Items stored
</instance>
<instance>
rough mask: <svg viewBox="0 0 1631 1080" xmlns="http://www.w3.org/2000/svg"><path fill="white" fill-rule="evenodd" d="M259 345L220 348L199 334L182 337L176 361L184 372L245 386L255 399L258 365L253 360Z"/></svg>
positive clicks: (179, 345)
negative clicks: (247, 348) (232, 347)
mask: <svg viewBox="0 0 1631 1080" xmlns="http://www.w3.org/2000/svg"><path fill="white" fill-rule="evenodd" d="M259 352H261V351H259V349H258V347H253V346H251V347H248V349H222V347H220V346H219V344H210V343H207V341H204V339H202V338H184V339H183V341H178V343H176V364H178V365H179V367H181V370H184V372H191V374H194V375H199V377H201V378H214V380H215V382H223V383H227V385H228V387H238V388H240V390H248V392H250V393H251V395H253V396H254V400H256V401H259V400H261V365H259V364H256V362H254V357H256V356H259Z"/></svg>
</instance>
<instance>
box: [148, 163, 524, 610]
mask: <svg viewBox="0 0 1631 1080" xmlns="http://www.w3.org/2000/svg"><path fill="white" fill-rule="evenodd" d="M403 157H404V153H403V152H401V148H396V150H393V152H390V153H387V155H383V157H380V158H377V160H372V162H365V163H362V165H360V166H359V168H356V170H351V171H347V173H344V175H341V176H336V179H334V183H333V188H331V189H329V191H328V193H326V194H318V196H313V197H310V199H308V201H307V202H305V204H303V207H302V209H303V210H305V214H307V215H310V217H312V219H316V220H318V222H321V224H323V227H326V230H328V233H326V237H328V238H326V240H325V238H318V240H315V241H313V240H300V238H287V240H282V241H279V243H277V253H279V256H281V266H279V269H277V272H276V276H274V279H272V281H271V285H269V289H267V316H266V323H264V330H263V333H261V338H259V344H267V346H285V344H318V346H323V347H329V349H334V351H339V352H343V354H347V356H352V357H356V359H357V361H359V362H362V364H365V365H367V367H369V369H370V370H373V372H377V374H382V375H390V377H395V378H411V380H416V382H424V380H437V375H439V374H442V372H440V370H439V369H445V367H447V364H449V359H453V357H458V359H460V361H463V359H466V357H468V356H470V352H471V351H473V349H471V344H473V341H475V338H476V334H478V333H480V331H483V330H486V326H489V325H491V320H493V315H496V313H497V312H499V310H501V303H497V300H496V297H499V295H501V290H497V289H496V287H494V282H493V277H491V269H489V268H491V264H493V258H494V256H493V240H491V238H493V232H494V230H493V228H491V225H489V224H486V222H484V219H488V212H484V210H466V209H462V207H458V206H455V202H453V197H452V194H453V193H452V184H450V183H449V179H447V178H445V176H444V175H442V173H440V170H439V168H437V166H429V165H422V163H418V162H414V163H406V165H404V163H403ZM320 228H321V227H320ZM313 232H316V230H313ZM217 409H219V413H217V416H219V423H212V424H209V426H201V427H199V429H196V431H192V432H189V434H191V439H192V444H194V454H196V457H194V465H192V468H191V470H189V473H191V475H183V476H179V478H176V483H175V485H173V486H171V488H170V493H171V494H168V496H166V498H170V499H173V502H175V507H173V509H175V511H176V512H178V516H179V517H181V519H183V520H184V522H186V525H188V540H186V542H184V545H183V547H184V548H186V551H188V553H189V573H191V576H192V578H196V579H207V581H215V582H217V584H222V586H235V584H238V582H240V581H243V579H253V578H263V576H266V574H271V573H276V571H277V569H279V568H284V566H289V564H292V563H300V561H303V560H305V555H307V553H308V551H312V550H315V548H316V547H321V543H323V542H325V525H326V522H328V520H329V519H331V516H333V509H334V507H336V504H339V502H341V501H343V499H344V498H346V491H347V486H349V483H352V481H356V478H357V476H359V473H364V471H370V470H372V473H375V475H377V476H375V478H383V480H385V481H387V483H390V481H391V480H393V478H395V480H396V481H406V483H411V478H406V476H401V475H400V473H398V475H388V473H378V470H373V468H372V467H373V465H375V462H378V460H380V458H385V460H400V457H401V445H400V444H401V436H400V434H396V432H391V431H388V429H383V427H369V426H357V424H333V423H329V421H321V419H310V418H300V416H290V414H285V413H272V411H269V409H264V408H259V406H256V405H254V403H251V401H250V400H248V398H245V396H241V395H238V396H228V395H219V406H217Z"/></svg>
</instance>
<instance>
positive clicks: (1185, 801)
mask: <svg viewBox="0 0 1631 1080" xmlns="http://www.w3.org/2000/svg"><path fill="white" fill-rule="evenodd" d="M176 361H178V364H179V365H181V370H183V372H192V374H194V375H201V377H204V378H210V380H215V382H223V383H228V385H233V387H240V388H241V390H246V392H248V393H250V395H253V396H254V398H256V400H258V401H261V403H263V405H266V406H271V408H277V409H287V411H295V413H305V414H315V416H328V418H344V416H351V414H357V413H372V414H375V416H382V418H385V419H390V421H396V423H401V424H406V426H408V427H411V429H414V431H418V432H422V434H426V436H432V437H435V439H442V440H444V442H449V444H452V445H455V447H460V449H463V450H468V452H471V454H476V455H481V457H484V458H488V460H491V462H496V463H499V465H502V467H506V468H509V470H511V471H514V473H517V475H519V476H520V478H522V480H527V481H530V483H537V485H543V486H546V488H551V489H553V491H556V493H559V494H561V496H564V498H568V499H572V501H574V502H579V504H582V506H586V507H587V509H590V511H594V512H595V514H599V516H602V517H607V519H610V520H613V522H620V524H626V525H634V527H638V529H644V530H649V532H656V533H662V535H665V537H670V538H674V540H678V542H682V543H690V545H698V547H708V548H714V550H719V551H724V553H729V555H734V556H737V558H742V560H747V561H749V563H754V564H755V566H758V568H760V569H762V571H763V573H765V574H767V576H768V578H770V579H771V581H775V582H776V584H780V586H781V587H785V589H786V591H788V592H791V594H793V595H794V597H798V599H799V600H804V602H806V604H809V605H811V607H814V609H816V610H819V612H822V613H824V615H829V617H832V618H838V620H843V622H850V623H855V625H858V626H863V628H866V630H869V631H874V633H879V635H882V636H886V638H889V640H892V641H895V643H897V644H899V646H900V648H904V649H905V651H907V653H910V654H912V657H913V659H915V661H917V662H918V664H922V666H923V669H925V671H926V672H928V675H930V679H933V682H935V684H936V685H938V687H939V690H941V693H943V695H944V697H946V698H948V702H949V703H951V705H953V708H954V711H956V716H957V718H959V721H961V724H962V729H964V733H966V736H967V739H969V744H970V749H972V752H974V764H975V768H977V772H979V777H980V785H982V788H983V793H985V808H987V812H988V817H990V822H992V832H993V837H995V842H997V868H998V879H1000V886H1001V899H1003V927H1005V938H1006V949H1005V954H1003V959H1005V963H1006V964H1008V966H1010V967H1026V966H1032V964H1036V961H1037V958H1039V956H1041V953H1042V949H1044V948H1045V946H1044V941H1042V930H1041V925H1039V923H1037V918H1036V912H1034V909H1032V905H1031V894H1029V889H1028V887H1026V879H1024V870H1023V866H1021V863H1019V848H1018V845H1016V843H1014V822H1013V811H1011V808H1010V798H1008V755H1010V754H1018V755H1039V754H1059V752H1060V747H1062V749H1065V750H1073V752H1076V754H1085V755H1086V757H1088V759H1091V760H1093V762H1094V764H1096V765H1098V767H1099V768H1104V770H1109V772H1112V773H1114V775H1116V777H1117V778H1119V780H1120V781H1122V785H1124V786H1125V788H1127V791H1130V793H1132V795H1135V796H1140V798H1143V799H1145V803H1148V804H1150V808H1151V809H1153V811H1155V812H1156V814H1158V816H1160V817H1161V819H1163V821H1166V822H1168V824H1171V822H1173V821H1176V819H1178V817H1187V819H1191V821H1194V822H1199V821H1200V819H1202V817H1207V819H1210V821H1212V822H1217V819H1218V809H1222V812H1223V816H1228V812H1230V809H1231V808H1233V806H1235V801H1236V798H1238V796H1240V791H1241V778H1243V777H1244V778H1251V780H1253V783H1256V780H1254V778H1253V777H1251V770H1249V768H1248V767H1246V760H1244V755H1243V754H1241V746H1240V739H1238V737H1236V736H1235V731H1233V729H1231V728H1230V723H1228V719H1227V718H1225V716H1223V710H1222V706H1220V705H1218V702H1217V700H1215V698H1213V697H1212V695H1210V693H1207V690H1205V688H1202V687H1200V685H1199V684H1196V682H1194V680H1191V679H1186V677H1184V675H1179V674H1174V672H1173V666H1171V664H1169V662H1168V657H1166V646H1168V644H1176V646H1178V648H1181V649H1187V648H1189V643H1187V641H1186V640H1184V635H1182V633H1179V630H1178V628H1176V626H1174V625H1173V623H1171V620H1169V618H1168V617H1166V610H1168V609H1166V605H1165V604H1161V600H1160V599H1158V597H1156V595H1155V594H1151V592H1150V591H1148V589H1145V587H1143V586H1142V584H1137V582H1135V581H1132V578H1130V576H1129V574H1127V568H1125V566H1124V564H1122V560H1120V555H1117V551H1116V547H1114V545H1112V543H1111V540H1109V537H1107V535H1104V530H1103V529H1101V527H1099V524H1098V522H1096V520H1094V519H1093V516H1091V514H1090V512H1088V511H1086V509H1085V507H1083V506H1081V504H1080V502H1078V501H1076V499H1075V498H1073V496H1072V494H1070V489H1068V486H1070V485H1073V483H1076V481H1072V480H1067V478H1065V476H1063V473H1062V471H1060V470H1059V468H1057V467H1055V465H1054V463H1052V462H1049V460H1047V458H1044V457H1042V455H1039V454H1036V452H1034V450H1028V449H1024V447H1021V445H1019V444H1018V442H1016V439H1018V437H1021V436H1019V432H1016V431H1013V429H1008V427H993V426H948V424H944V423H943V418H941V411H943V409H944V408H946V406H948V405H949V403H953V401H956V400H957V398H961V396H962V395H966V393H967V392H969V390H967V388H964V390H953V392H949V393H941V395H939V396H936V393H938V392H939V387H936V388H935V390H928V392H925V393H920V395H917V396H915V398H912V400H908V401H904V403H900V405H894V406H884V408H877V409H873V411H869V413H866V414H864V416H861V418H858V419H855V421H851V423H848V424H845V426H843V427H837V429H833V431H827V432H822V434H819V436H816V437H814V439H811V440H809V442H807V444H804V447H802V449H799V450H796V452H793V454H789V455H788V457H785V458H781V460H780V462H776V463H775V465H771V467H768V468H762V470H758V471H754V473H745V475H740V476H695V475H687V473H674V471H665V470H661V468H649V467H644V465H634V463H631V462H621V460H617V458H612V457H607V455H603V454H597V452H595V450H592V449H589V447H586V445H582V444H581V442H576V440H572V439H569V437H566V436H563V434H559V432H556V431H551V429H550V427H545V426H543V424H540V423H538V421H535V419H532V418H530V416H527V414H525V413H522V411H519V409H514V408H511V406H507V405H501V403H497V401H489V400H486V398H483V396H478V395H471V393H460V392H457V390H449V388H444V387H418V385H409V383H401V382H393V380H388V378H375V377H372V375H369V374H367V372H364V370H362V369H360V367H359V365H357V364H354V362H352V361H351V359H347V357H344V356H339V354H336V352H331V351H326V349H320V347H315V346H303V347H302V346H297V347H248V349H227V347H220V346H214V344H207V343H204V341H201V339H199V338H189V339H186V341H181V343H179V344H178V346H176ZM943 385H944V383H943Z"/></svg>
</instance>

## [TASK GOAL]
Please write out the stretch of lines from the very first one through the line containing "box: [148, 163, 524, 610]", both ends included.

## [RESPONSE TO THE EXERCISE]
</instance>
<instance>
rough mask: <svg viewBox="0 0 1631 1080" xmlns="http://www.w3.org/2000/svg"><path fill="white" fill-rule="evenodd" d="M259 345L220 348L199 334L182 337L176 361L184 372L245 386L255 399L258 365L253 360Z"/></svg>
positive clicks: (179, 345)
negative clicks: (247, 348) (232, 347)
mask: <svg viewBox="0 0 1631 1080" xmlns="http://www.w3.org/2000/svg"><path fill="white" fill-rule="evenodd" d="M259 352H261V351H259V349H258V347H253V346H251V347H248V349H222V347H220V346H219V344H210V343H207V341H204V339H202V338H184V339H183V341H178V343H176V364H178V365H179V367H181V370H184V372H191V374H194V375H199V377H201V378H214V380H215V382H223V383H227V385H228V387H238V388H240V390H248V392H250V393H251V395H253V396H254V400H256V401H259V400H261V365H259V364H256V362H254V357H256V356H259Z"/></svg>
</instance>
<instance>
box: [148, 163, 524, 610]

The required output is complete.